* [Set exercise]
Please copy out every one of the records below word for word, without changing anything.

* [Entries shown]

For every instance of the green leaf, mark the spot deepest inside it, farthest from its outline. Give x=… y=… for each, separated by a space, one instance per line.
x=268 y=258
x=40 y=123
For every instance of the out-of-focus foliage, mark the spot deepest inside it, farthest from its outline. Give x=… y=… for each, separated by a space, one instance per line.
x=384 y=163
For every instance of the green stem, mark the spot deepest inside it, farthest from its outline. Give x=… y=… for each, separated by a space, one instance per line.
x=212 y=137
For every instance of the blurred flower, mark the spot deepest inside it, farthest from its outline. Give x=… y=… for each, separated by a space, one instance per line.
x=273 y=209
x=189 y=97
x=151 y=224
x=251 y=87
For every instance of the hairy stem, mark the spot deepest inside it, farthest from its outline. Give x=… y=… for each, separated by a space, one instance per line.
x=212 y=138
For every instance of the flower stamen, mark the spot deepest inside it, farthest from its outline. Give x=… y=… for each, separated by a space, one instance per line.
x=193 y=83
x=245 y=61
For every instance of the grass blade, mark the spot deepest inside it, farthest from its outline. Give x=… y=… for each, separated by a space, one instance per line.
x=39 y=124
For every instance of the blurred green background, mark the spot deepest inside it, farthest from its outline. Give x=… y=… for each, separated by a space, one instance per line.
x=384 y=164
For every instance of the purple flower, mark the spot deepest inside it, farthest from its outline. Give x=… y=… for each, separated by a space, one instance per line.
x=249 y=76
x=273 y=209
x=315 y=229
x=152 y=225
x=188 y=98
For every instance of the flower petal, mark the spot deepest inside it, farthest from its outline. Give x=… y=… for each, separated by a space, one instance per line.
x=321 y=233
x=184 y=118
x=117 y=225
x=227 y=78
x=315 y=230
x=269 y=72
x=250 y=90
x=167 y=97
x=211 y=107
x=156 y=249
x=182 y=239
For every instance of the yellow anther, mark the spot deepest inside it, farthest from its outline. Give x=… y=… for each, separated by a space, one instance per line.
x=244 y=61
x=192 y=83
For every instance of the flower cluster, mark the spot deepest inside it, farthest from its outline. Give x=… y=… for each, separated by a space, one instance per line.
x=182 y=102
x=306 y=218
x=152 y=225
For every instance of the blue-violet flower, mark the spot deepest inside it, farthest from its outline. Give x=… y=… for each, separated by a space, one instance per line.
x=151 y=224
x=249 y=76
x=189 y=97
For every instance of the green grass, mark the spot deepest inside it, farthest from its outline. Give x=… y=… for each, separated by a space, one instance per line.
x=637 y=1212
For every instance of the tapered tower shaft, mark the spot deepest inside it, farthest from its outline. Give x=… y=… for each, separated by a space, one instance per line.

* [Full response]
For every instance of the green leaf, mark the spot deepest inside it, farthest from its outline. Give x=… y=… for each, separated by a space, one instance per line.
x=268 y=258
x=40 y=123
For every instance of the out-of-focus foliage, mark the spot deepest inside it, farthest from its outline. Give x=… y=… for each, separated by a space, one instance per line.
x=384 y=163
For every instance of the green stem, mark the spot deepest inside it, farthest from its outline. Give x=… y=… for each, separated by a space, one instance per line.
x=212 y=137
For every instance of the blurred flower, mark the spot deepest inside it, farthest from its outline. Give x=… y=… for each, separated by a space, one instance per line.
x=273 y=209
x=189 y=97
x=151 y=224
x=251 y=87
For every instance of the hairy stem, mark the spot deepest inside it, farthest from its outline. Give x=… y=… for each, separated by a space, one instance per line.
x=212 y=138
For every instance of the flower stamen, mark the spot deepest inside it, farthest from its outline. Give x=… y=… for each, separated by a space, one instance per line.
x=193 y=83
x=245 y=61
For every instance of the grass blade, mark the spot deepest inside it, farthest from its outline. Give x=… y=… for each, separated by a space, one instance per line.
x=39 y=124
For every instance of the blurred green background, mark the spot deepest inside it, farthest from its outline. Give x=… y=… for each, separated by a space, one instance per line.
x=384 y=164
For every instance of the purple flower, mark the spot deepest inside it, farthest from its outline. Give x=… y=… for each, separated by a space, one instance per line.
x=249 y=76
x=273 y=209
x=315 y=229
x=152 y=225
x=188 y=98
For every instance of the flower petal, mark the spot deepest inside it, farthest from its outline. Give x=… y=… for each, separated by a space, one instance per line.
x=321 y=233
x=184 y=118
x=117 y=225
x=227 y=78
x=315 y=230
x=269 y=72
x=250 y=90
x=167 y=97
x=211 y=107
x=156 y=249
x=182 y=239
For every instance of the yellow anther, mark the spot deepest inside it, farthest from its outline. Give x=… y=… for each, separated by a space, one instance per line.
x=244 y=61
x=192 y=83
For every instance of the flower cluster, mark the spot deepest inside it, farthest from its outline. Give x=… y=… for each, separated by a space, one instance per line.
x=182 y=102
x=306 y=218
x=152 y=225
For every instance of the blue-violet flower, mark the spot deepest inside it, farthest from its outline. Give x=… y=… for each, separated by a space, one instance per line.
x=151 y=224
x=249 y=76
x=189 y=97
For every instance of the green grass, mark the spot deepest inside it, farthest from its outline. Give x=… y=… for each, separated by a space, one instance per line.
x=637 y=1212
For every instance of the tapered tower shaft, mark the spot deepest inside it, farthest from its outline. Give x=… y=… for each, separated by a space, one instance per line.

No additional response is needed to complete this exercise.